*Goal of the exercise*
Locate each line in the items below that contains the word "panels" with matching case, and copy out every such line.

*Data for this task*
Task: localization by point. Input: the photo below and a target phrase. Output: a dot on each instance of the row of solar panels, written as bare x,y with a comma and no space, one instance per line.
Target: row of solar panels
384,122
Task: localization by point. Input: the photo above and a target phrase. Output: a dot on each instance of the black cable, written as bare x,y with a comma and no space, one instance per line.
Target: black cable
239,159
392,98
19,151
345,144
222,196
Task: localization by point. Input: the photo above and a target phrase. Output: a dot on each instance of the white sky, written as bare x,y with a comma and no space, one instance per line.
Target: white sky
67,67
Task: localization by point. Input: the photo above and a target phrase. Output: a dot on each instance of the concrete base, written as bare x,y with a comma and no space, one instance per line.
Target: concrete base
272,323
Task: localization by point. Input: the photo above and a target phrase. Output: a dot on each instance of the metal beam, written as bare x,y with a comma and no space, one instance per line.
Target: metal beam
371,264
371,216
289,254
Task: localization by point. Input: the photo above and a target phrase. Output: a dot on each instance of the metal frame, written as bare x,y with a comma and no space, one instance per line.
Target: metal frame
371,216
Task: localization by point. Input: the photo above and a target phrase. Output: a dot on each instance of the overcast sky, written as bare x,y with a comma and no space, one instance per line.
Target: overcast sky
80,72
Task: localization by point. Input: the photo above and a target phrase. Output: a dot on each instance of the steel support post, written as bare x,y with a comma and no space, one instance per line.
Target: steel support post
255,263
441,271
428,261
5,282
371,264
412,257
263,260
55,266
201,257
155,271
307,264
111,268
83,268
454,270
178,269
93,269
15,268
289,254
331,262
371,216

==

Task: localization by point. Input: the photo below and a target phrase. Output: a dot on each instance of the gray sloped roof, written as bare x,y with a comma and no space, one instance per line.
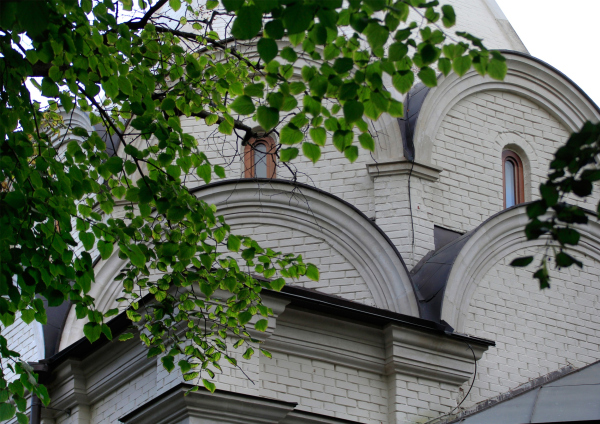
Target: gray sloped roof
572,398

*Task response*
Task: localization by point. Input: the photo below and a target phrase. Output: a dot on each instance of the row of solar panels, written as bare x,y with a comma and no space, one instance per line.
Target: row of solar panels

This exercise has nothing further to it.